◆ DOCUMENT TEXT
It was inevitable. For a time, Katrina, New Orleans and the resulting rescue and recovery effort were top of mind, page-one news. About one year later, in 2006, the media had left, moving to the next story. Tourism, the city’s main revenue source, slowly returned, as visitors enjoyed the refurbished downtown and French Quarter. Tourist spots were just one part of the picture, though. The city’s outlying residential areas still reflected their dubious honor of having absorbed the storm’s worst punishment.

That’s where Cox New Orleans and employee Brad Grundmeyer entered the picture. While proud of what Cox had done to rebuild the city — giving employees a paid vacation day for each day they volunteered, totaling some $130,000 — Grundmeyer and Cox realized the tide of volunteers from outside New Orleans had ebbed. Moreover, it wasn’t easy for potential volunteers; there was no clearinghouse matching volunteers with local groups that needed them.

Grundmeyer and Cox attacked that problem by creating Volunteer New Orleans (VNO), whose site became a one-stop resource for volunteers. Designed pro bono by a Cox client, the site informs volunteers about groups that need them. They also can find information about housing, transportation and food. Eventually the site became an interactive database, allowing volunteers to select opportunities based on keywords, dates and other factors. More than 265,000 people have visited the site to date and thousands of volunteers have been placed with needy groups.

◆ TASK A
For each statement, say yes or no according to the Volunteer New Orleans passage, and quote the passage's deciding words: (i) Cox gave employees a paid vacation day for each day they volunteered. (ii) A paid outside firm designed the Volunteer New Orleans site. (iii) More than 265,000 people have visited the site.
The listing has no connection to the Volunteer New Orleans passage.

◆ RECORD EXTRACTS
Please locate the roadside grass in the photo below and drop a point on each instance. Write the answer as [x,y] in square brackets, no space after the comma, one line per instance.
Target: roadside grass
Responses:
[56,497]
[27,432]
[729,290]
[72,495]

* * *

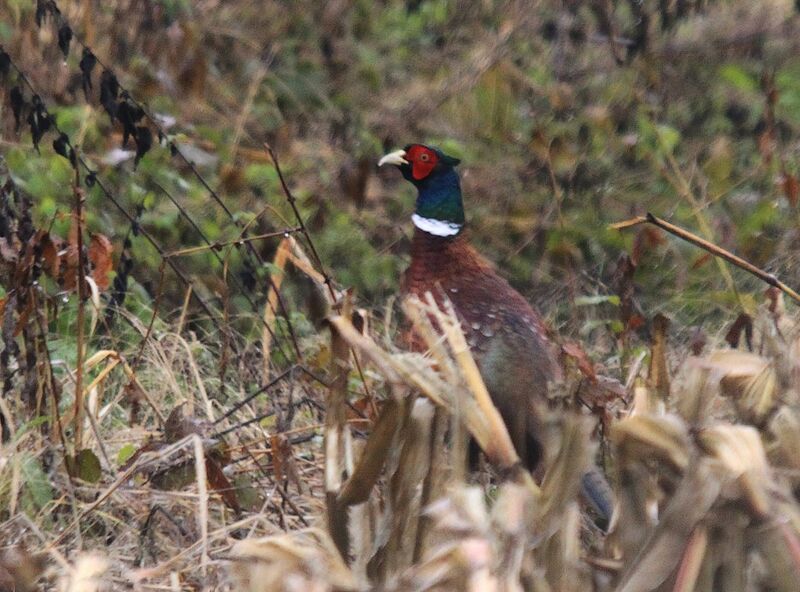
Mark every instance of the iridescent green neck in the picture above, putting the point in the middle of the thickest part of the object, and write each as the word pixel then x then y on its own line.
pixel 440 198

--

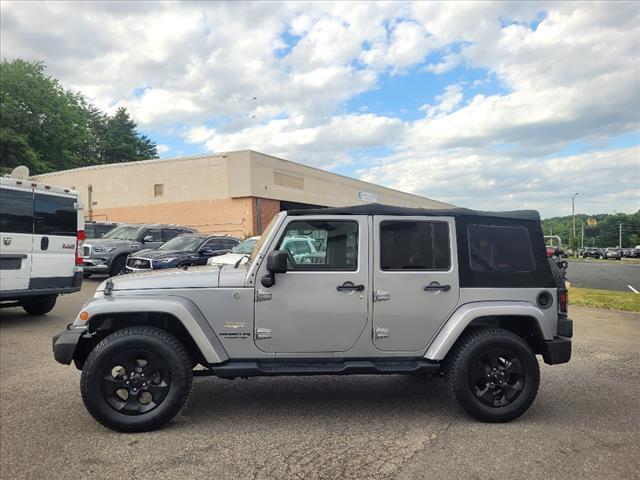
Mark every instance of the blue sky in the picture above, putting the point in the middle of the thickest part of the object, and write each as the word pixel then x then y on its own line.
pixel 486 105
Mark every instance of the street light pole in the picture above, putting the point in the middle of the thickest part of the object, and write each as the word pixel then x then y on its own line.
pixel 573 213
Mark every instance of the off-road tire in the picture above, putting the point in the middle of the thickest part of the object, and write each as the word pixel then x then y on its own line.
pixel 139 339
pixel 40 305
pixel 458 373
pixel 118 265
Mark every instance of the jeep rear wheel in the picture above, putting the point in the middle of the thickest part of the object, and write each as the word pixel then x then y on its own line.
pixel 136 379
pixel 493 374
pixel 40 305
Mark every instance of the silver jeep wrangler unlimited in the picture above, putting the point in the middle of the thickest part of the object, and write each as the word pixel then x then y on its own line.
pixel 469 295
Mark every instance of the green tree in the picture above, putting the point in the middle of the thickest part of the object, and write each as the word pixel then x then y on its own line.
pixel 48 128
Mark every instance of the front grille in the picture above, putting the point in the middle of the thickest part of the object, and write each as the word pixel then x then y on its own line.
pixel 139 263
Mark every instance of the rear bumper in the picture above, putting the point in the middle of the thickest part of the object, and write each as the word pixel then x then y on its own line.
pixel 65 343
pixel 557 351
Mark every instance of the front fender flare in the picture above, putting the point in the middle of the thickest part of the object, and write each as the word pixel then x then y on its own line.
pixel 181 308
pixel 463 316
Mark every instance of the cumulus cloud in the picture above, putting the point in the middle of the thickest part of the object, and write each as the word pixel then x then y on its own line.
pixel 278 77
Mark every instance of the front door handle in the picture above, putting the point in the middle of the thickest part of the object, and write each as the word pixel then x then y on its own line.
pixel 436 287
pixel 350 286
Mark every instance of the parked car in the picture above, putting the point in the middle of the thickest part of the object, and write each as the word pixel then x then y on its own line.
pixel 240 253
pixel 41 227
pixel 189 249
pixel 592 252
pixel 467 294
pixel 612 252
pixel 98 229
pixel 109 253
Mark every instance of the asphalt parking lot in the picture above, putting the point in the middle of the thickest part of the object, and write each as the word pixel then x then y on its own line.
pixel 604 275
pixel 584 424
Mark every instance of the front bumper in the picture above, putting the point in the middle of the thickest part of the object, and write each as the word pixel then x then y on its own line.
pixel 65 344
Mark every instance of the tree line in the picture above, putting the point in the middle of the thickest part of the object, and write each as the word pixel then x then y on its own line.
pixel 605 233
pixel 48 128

◆ TASK B
In the listing, copy the lines from the one containing "Mark every instance of the rear" up to and including the one containing "pixel 109 253".

◆ RESPONSE A
(i) Yes: "giving employees a paid vacation day for each day they volunteered"
(ii) No: "Designed pro bono by a Cox client"
(iii) Yes: "More than 265,000 people have visited the site to date"

◆ RESPONSE B
Mark every instance of the rear bumper in the picture above, putting the point in the middle of the thickest part of the object, and write each as the word pixel then x then y on its own line.
pixel 65 343
pixel 557 351
Mark every instance of the front fender flare in the picture above, putting the point in the middle of the thickest part of the object, and write each as the word pixel then x then y on its own line.
pixel 181 308
pixel 463 316
Mark every instance of the cumulus cloud in the picture above, putting the point in the middle of the thickest part of the object, and write each as the word pixel then x then y on its own line.
pixel 278 77
Mark every instance of the front door handle in the picture above, putting the point in the middle of the thickest part of the object, and write each as the word pixel then x then y on its own line.
pixel 436 287
pixel 350 286
Mark every instance of the parked car in the picture above, putting the point in the middle of the thickest part of the object, and write each as the word pixel then x then y on its own line.
pixel 240 253
pixel 41 227
pixel 189 249
pixel 592 252
pixel 467 294
pixel 612 252
pixel 98 229
pixel 109 253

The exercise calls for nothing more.